### INFORMATION SHOWN

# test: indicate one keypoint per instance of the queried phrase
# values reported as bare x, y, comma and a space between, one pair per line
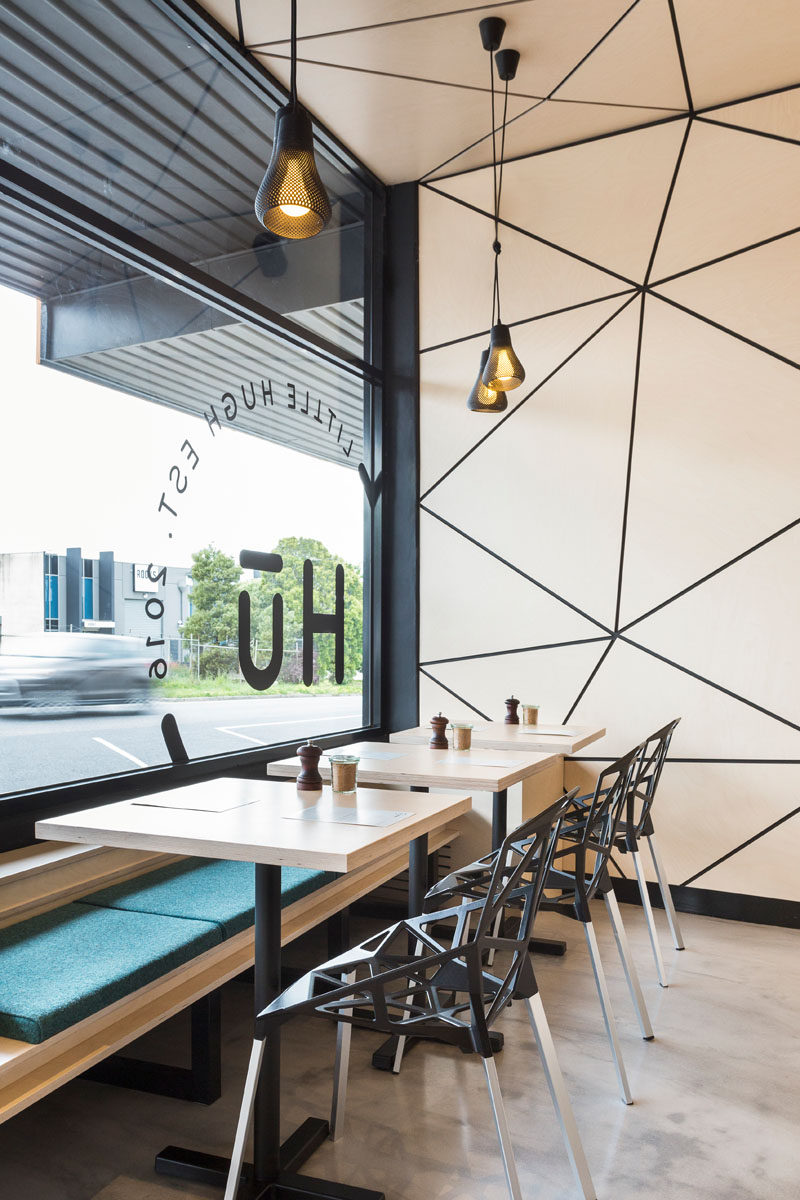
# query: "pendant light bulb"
481, 399
503, 370
292, 201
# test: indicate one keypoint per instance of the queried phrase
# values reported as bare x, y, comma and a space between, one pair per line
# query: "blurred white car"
66, 672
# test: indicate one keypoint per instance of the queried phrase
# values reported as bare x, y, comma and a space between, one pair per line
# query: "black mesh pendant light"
503, 370
292, 201
500, 369
481, 399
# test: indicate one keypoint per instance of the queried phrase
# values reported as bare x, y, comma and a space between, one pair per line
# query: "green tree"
294, 551
215, 597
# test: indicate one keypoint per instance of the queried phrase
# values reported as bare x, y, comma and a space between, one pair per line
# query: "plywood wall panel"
637, 64
714, 468
456, 299
756, 294
733, 190
548, 501
738, 48
475, 601
602, 199
447, 376
635, 693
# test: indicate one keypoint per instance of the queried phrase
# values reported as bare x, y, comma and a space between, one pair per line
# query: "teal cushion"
205, 889
65, 965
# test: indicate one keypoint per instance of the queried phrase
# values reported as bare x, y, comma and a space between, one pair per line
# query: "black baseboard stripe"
727, 905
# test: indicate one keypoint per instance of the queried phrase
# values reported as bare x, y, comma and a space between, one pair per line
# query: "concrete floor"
716, 1096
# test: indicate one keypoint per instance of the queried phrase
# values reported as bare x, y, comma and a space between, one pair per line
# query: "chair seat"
222, 893
65, 965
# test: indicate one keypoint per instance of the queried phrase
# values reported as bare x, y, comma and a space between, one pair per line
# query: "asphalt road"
38, 750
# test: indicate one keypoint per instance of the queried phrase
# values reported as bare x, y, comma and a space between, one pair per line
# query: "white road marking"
124, 753
254, 725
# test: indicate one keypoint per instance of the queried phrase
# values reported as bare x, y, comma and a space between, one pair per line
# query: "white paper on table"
379, 754
548, 731
337, 815
479, 760
193, 804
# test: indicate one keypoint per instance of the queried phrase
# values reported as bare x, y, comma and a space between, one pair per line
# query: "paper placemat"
193, 804
480, 760
378, 817
548, 731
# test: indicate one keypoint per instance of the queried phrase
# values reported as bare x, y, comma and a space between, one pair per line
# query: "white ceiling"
404, 83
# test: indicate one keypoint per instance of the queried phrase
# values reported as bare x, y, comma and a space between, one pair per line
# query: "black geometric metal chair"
581, 870
441, 991
637, 826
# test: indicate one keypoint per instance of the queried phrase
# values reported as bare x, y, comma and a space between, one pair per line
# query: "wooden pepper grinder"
439, 741
310, 780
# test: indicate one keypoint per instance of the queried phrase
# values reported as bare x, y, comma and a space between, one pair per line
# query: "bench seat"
208, 891
65, 965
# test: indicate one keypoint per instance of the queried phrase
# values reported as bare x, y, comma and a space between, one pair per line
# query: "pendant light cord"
294, 53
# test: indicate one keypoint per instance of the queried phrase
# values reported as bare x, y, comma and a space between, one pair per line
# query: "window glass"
164, 460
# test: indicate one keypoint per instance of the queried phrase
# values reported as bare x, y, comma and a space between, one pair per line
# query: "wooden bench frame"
29, 1072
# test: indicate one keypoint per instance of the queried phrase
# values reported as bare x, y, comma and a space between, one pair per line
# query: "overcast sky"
85, 466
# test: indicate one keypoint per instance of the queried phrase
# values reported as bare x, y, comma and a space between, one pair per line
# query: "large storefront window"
185, 523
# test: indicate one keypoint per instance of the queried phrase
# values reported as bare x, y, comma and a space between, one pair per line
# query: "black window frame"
391, 453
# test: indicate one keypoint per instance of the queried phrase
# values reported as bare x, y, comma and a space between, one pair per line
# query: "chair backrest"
591, 829
173, 739
655, 750
517, 879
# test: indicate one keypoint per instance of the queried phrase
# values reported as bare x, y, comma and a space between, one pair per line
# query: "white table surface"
258, 829
421, 767
499, 736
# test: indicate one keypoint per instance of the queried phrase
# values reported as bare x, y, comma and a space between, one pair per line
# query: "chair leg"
650, 919
629, 966
560, 1096
402, 1039
501, 1127
245, 1117
666, 894
608, 1013
341, 1071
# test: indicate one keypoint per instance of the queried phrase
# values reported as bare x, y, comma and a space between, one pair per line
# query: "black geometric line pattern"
647, 289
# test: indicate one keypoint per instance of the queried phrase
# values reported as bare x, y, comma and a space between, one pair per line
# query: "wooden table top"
528, 738
257, 823
415, 766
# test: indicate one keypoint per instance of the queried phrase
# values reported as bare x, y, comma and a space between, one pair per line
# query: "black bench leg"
200, 1083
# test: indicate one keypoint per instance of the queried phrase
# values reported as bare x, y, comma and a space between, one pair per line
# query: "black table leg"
271, 1175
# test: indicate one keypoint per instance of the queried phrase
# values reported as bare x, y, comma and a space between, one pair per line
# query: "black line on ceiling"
527, 321
517, 649
723, 329
710, 575
680, 55
455, 694
667, 202
386, 24
394, 75
709, 683
732, 762
629, 468
517, 570
595, 47
240, 24
564, 145
746, 100
743, 846
525, 399
594, 672
722, 258
745, 129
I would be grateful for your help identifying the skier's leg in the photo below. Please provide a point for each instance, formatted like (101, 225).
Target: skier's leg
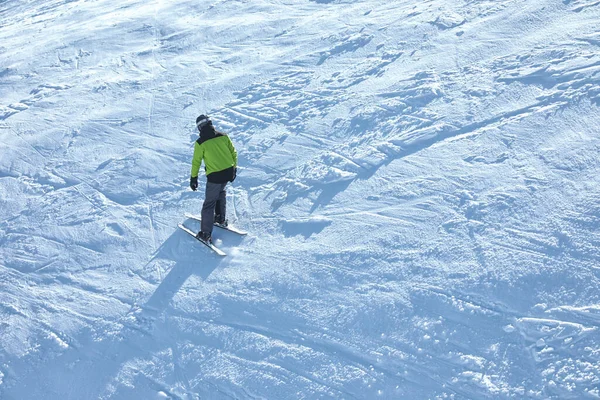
(208, 208)
(221, 208)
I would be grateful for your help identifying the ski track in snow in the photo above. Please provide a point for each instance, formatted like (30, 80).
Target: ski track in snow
(419, 181)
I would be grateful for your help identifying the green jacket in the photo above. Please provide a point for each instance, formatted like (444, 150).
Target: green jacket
(219, 155)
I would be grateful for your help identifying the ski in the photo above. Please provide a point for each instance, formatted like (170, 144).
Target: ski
(209, 245)
(228, 227)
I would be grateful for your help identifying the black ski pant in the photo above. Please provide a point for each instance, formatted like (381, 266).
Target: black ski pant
(215, 202)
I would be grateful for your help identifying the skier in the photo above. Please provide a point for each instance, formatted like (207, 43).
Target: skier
(220, 165)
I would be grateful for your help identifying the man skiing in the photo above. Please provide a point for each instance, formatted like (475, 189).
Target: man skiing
(220, 165)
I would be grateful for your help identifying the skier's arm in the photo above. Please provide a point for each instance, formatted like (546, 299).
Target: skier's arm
(197, 159)
(233, 152)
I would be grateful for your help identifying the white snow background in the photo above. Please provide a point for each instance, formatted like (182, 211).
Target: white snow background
(420, 180)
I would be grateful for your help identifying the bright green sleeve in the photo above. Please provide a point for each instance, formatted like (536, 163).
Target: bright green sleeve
(233, 152)
(197, 159)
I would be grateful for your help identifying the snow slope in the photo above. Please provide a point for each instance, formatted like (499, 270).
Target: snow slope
(420, 180)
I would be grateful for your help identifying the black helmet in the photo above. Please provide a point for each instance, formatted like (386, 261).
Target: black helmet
(202, 120)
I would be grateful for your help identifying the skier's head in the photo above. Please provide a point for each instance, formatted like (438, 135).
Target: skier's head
(203, 121)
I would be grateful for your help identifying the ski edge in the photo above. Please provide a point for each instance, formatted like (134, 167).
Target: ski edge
(227, 228)
(210, 246)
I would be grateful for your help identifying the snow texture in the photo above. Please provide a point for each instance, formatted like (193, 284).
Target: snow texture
(419, 180)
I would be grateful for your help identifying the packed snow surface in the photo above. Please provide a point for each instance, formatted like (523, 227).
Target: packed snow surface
(420, 181)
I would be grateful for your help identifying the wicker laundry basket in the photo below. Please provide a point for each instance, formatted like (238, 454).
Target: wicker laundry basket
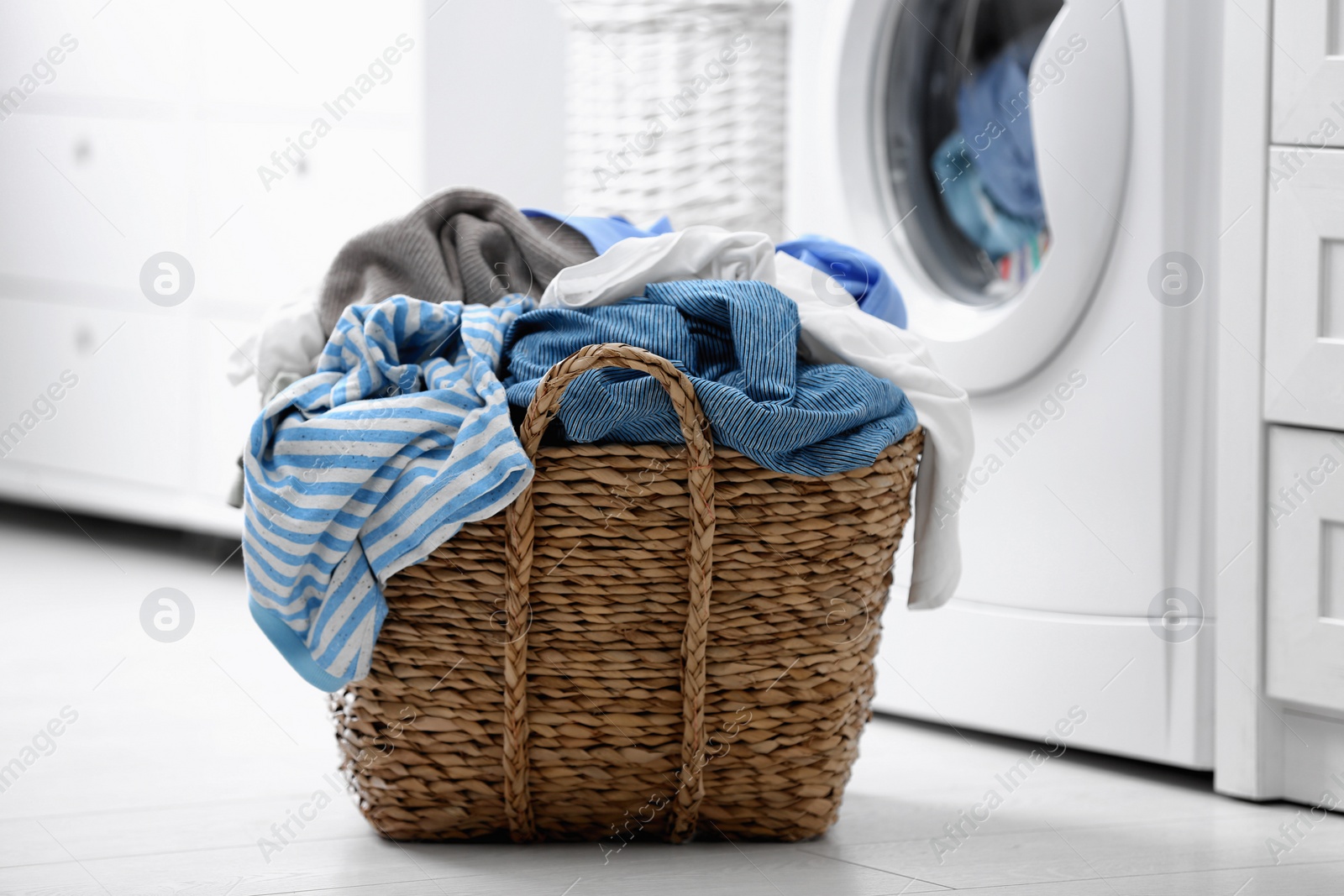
(652, 641)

######

▶ ASSIGNMENT: Give the data again word for word, without pictures.

▶ OUTPUT FOR THIS EXERCISE:
# test: indicate one keypoint per instance of the queried phrase
# values reported as bare x, y, comma and a space between, one pair per line
# query: "pendant light bulb"
481, 399
503, 370
292, 201
# test: indicate one keypoint per instance of the queried phrase
# values reported as bare x, y, comma and a space between, one pair per line
# query: "blurred white car"
66, 672
# test: indicate one keypoint per instance of the queried phrase
# values reported as bare x, y, comma and a space between, one pair per line
# query: "black mesh pendant light"
503, 370
292, 201
500, 369
481, 399
# test: indicate one keypoint per instance of the queried phrase
# values reported as bare x, y, comma and a space between, one pair per line
# query: "green tree"
294, 551
215, 597
# test: indicate one keypoint per instance of the queried phrase
# values reported as bare x, y, comma and a space between, one pair per line
# query: "plywood wall panel"
637, 64
714, 468
456, 299
756, 294
733, 190
548, 501
738, 48
475, 601
602, 199
447, 376
635, 693
# test: indicate one keypoint per instance of the queried phrase
# values reported as bare x, y, comma and a space between, one pair per line
# query: "teal cushion"
205, 889
65, 965
# test: indicate one keypoint per instance of the queried phrase
# values reported as bare x, y, comma and a space between, one pair per line
# query: "black baseboard stripe"
727, 905
# test: indicate one keypoint per instance of the queried phrase
# values reported as bare x, y, comma and a space between, one pair per line
# query: "concrete floor"
716, 1096
# test: indicate one keypoint per instance of the queried phrase
# values reported as bare x, y, comma and a space between, one pair per line
# query: "chair seat"
222, 893
65, 965
# test: indicate one keypoint per instance of the queried phrase
# values reported as bare x, y, comma and a space between, one pair per line
# query: "asphalt road"
38, 750
# test: indicate one keypoint per instance of the queried phrase
# values reported as bare x, y, comma and a space between, one pair per line
# query: "white road marking"
124, 753
254, 725
# test: indicate one keypoint per instance of the queried phrase
# values reported as bare x, y, comma and a space between, one pair per line
# query: "white paper on table"
379, 754
548, 731
337, 815
479, 760
193, 804
# test: indicate one keypoint per instance of the queried phrase
# values reported as bare x, y, comma and a space between, one pair per line
# query: "paper placemat"
193, 804
480, 760
378, 817
548, 731
# test: indicate one keypoint per instance of the queried phrase
# values reported as bare x, y, comma and a space between, one pair per line
# query: "white ceiling"
404, 83
# test: indicate one keypoint per instance of the queried phrase
# values reported as bare x, y, comma and a space between, one pair per line
# query: "black geometric metal chair"
581, 870
441, 991
637, 826
# test: indicate one keypoint per instance of the queried phrase
# values reported as bare x, y, comma and a space between, one pair per line
# query: "wooden pepper grinder"
439, 741
310, 780
# test: indicate one keypoint per instance of the queried phrase
# values reported as bare x, y, comma and a space between, one pair per line
# query: "bench seat"
208, 891
65, 965
# test: indicate one keypoint per instance of the queried phrase
# values reported as bare x, y, comma and a space between, one pair per line
# query: "pendant light cord"
294, 53
# test: indicate one keypoint per instance of the queried phrase
# values reported as bare x, y, comma and a space between, one pair per line
# query: "window glass"
164, 460
# test: indicate one keypoint per instance of the queried phrase
# values reported as bare x, y, comma and a space between, one pair per line
# query: "wooden bench frame"
29, 1072
# test: indicate one keypoint per instance of the queried phrase
# values reported as bare x, y, comma and a space between, one pair per line
# query: "overcast sky"
85, 466
# test: indicate one keypoint per instance of the queried phrase
# values reported as bare x, y, comma and a space between, one pair per line
# query: "large storefront window"
185, 523
# test: indicate one keypoint per instance of the queried phrase
# values reported as bare x, y, comma and a space between, one pair per line
# query: "black window frame"
391, 453
# test: indicate one keypoint per instance of the queried phrase
# values reported as bare x, y, comma and a space between, one pair per line
# query: "chair backrest"
591, 829
173, 739
655, 750
517, 879
# test: indicate one keypoint per instance of the queried phrase
# values reported as bare x, y, comma and a space between, one pair per line
# query: "white table surface"
258, 829
421, 767
499, 736
# test: indicate one keypoint per instance of the queried phrase
# values reported as bare x, y, comma and a space between, one pair per line
# query: "chair leg"
650, 919
629, 966
560, 1096
402, 1039
501, 1127
245, 1117
666, 894
608, 1013
341, 1071
# test: indicate one keypoint per instance of the queried phrase
# values reported as bare x, y, comma and a space between, one pair per line
# query: "black geometric line pattern"
647, 289
# test: indicate one keypoint per instance of the queried phrase
# values reported as bare x, y, comma and a space between, one pair per line
# query: "wooden table top"
528, 738
257, 823
415, 766
# test: indicate one keypoint per instance of the queried phrase
# values reported as bare x, y, comma and a space between, one pair per line
# query: "black bench leg"
200, 1083
# test: indicate one keypoint per instance of the queried phrase
# values reported as bare x, y, comma and a space between, one pair per line
# query: "black table leg"
271, 1175
# test: indicate one keypoint per instance of the queried phrase
# values reported as bare x, y, comma and a space between, one pair per line
# query: "black line on ceiling"
527, 321
517, 649
723, 329
710, 575
680, 55
455, 694
667, 202
386, 24
394, 75
709, 683
732, 762
629, 468
517, 570
595, 47
240, 24
564, 145
746, 100
743, 846
525, 399
594, 672
722, 258
745, 129
I would be grateful for your help identifying the skier's leg in the photo below. Please provide a point for each instance, formatted like (101, 225).
Target: skier's leg
(208, 208)
(221, 208)
I would be grateful for your help identifying the ski track in snow in the photo above. Please provide a point for each instance, formatted like (30, 80).
Target: ski track in snow
(419, 181)
I would be grateful for your help identifying the green jacket in the photo above. Please provide a point for each instance, formatted like (444, 150).
Target: green jacket
(219, 155)
I would be grateful for your help identifying the ski in the photo above. Please provide a point for each instance, formatted like (170, 144).
Target: ski
(209, 245)
(228, 227)
I would be grateful for your help identifying the black ski pant in the photo above. Please provide a point for each instance, formatted like (381, 266).
Target: black ski pant
(215, 202)
I would be grateful for your help identifying the skier in the photo above. Please provide a point for each instance, formatted like (207, 43).
Target: skier
(220, 165)
I would be grateful for your help identifying the man skiing in the photo above. Please provide a point for each instance, formatted like (475, 189).
Target: man skiing
(220, 165)
I would be grateful for your help identifying the skier's arm in the photo above. Please provide a point for each instance, formatted like (546, 299).
Target: skier's arm
(197, 159)
(233, 152)
I would be grateful for your help identifying the white snow background in the photo above. Please provide a point for each instance, formatted like (182, 211).
Target: white snow background
(420, 180)
I would be grateful for your help identifying the bright green sleeve in the photo above. Please provide a point for each instance, formatted like (536, 163).
Target: bright green sleeve
(233, 152)
(197, 159)
I would be grateful for your help identifying the snow slope in the photo above. Please provide a point for each instance, formatted like (499, 270).
Target: snow slope
(420, 180)
I would be grateful for your help identifying the black helmet in the photo above. Please provide a point for each instance, formatted like (386, 261).
Target: black helmet
(202, 120)
I would be grateful for your help identifying the skier's head in the photo above. Please provide a point for each instance, formatted like (438, 135).
Target: skier's head
(203, 121)
I would be grateful for your help identifying the ski edge in the photo above. Please provide a point for each instance, formatted like (134, 167).
Target: ski edge
(227, 228)
(210, 246)
I would be grateful for your help identifying the snow texture in the photo above. Please provide a point for each instance, formatted like (193, 284).
Target: snow texture
(419, 180)
I would be grateful for your help identifying the packed snow surface in the photo above. Please provide a point for each instance, formatted like (523, 227).
Target: packed snow surface
(420, 181)
I would be grateful for your help identifying the wicker laundry basket in the photo below. Please provide a point for each instance, formatted like (238, 454).
Target: wicker laundry basket
(652, 641)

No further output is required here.